SHORT TASK
Write out the material below word for word, from the line containing "Could you please locate the clock face" through the end of the material, both inclusive. Copy nothing else.

(Entries drawn from a collection)
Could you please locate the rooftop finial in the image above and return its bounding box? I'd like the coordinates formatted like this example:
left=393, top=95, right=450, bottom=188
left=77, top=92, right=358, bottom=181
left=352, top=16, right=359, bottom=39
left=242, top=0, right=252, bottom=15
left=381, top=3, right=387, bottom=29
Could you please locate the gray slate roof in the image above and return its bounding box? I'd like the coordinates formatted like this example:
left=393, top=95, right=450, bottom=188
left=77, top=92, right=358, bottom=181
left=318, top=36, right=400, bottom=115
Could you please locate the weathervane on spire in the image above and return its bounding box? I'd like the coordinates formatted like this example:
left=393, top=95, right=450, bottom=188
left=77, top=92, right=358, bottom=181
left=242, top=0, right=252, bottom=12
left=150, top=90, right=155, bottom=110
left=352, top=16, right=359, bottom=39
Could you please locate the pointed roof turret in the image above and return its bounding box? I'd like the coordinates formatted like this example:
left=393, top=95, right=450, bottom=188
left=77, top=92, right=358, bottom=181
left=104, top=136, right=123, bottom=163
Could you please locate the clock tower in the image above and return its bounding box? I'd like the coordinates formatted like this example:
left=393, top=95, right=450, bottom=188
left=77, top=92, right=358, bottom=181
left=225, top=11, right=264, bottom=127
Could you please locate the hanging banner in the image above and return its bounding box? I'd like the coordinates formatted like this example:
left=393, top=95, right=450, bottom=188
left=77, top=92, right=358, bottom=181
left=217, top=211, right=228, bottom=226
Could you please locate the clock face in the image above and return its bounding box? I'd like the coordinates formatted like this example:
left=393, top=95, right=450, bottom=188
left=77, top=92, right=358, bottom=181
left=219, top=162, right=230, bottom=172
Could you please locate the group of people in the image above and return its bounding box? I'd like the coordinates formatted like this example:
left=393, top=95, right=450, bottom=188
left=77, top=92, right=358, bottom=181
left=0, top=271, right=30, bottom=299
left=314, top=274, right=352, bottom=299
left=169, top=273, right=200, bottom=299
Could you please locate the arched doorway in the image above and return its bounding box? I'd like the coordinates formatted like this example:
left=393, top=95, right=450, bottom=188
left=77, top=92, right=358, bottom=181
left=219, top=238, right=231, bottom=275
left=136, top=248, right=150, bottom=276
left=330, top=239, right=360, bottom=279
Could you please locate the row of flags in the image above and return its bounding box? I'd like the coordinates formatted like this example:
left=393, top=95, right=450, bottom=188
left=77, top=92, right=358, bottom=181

COMPLETED EXERCISE
Could you please locate the clock face in the image above and return its bounding box? I'd like the coordinates formatted like this example:
left=393, top=95, right=450, bottom=188
left=77, top=92, right=358, bottom=181
left=219, top=162, right=230, bottom=172
Could you please locate the group of people in the image above and return its bounding box? I'd like the coordinates formatted like this example:
left=393, top=95, right=450, bottom=188
left=77, top=92, right=358, bottom=181
left=0, top=271, right=30, bottom=299
left=314, top=274, right=352, bottom=299
left=169, top=273, right=200, bottom=299
Could you please locate the arched doorway in the image above and return its bounding box? I'd like the coordinates formatted like this example:
left=393, top=95, right=450, bottom=188
left=77, top=92, right=358, bottom=181
left=219, top=238, right=231, bottom=275
left=136, top=248, right=150, bottom=276
left=330, top=239, right=360, bottom=279
Could you please locate the row of flags in the image above and return its bounding box? I'd like the coordinates formatted like this example:
left=393, top=95, right=450, bottom=188
left=77, top=92, right=358, bottom=181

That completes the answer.